Print only the line with "around the dark" and the lines after it, ending with the last line of the material, each exactly as it stands.
══════
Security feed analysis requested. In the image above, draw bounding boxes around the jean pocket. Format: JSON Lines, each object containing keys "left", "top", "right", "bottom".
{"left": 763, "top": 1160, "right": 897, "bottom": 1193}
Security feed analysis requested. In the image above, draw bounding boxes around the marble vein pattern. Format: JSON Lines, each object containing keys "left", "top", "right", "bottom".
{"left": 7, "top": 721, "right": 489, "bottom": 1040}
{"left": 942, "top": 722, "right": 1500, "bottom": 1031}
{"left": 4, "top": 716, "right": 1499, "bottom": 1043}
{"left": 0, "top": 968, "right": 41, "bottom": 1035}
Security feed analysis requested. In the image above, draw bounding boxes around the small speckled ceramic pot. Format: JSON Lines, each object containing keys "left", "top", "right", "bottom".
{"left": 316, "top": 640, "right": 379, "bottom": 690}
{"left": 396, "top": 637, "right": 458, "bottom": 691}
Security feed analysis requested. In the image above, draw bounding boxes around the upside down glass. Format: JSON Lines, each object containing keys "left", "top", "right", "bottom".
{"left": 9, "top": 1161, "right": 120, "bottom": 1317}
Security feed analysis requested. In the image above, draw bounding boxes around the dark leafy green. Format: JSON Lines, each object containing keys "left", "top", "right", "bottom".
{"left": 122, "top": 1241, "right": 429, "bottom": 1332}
══════
== Task response ==
Security feed analysis requested. In the image above, draw bounding boxes around the dark leafy green. Format: JSON Lines, each object containing keys "left", "top", "right", "bottom".
{"left": 122, "top": 1241, "right": 429, "bottom": 1332}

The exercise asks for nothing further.